EXERCISE BRIEF - Write a continuation of the Bili ape text, picking up after its final sentence.

READING TEXT -
---+---

Bili ape, also Bondo mystery ape, is the name given to large chimpanzees that inhabit Bili Forest in the Democratic Republic of the Congo.
"The apes nest on the ground like gorillas, but they have a diet and features characteristic of chimpanzees", according to a National Geographic report. While preliminary genetic testing with non-nuclear DNA indicates a close relationship with the eastern chimpanzee (Pan troglodytes schweinfurthii) subspecies of the common chimpanzee, a range of behaviors that are more closely related to those of gorillas have greatly intrigued primatologists from around the globe. Though their taxonomic classification has been clarified, the need for further information about these chimpanzees persists.
In local parlance, the great apes of the Bili Forest fall into two distinct groups. There are the "tree beaters", which disperse high into the trees to stay safe, and easily succumb to the poison arrows used by local hunters. Then there are the "lion killers", which seldom climb trees, are bigger and darker, and are unaffected by the poison arrows.

---+---

Saved data entries:
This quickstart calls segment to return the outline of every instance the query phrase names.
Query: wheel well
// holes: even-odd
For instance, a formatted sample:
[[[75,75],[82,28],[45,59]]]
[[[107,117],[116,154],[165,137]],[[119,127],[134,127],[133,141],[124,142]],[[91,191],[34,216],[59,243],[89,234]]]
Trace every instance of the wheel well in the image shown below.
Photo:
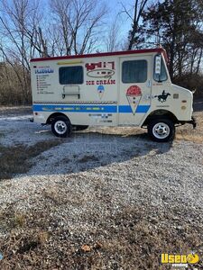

---+---

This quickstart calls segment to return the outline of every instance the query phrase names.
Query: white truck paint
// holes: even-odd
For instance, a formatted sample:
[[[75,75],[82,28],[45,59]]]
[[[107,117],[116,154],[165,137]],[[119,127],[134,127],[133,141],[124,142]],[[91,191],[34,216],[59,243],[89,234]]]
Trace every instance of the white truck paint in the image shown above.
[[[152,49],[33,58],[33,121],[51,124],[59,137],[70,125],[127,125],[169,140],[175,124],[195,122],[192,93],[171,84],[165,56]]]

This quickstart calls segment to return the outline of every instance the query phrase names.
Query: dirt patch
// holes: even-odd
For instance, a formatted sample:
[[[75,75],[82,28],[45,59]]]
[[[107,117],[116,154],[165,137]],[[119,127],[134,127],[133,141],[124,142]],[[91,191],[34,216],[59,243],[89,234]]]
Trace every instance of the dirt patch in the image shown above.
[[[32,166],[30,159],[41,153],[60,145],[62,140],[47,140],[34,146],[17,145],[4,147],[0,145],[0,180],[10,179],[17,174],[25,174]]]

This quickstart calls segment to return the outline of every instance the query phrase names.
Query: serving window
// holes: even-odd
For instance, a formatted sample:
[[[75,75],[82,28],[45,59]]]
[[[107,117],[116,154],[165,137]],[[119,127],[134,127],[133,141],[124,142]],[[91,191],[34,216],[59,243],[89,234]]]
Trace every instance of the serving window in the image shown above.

---+---

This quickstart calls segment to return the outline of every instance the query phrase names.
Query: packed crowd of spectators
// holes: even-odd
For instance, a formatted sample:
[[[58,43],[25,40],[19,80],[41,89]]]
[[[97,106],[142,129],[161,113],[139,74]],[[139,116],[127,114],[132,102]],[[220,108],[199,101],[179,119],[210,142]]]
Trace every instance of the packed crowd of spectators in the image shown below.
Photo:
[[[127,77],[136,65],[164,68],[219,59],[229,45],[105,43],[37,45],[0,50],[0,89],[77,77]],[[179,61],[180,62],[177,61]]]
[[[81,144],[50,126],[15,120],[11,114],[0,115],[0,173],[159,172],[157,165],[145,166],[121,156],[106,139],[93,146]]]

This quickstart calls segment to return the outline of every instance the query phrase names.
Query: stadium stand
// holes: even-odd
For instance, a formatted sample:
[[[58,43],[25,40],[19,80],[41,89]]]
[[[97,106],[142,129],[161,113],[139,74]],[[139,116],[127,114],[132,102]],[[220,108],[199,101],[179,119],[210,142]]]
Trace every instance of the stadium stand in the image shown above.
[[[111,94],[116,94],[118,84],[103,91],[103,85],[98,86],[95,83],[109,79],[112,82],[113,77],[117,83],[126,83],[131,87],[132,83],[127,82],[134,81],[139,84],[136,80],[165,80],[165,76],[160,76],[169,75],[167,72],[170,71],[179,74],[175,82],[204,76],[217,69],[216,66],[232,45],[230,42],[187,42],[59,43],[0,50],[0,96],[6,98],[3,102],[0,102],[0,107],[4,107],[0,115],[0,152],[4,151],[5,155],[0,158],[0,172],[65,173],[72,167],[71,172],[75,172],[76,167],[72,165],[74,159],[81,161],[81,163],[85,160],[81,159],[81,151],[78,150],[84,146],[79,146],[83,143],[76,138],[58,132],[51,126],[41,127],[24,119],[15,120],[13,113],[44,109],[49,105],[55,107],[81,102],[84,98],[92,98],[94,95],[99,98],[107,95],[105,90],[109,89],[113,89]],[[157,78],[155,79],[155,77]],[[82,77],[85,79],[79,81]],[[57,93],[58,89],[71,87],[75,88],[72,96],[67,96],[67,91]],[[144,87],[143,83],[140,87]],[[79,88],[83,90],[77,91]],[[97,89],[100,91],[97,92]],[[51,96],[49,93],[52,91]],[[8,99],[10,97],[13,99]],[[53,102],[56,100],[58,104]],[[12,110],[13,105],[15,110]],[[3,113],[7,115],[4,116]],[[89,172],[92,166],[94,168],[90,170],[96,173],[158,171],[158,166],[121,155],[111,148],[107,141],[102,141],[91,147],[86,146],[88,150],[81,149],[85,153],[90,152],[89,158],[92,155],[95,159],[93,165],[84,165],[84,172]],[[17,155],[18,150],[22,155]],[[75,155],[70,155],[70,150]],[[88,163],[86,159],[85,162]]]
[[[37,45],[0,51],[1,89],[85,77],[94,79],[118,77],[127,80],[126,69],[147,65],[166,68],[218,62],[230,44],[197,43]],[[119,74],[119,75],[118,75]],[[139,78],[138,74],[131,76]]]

---+---

EXERCISE OUTPUT -
When Karl Ammann, a Swiss photographer and anti-bushmeat campaigner, first visited the region in 1996, he was looking for gorillas, but instead discovered a skull that had dimensions like that of a chimpanzee, but with a prominent crest like that of a gorilla. Ammann purchased a photograph, taken by a motion-detecting camera, from poachers that captured an image of what looked like immense chimpanzees. Ammann also measured a fecal dropping three times as big as chimp dung and footprints as large as or larger than a gorilla's.
In 2000, Ammann returned to the area described by the bushmeat hunter with a group of ape researchers. Although they did not find a live Bili ape, they did find several well-worn ground nests, characteristic of gorillas rather than chimpanzees, in swampy river beds.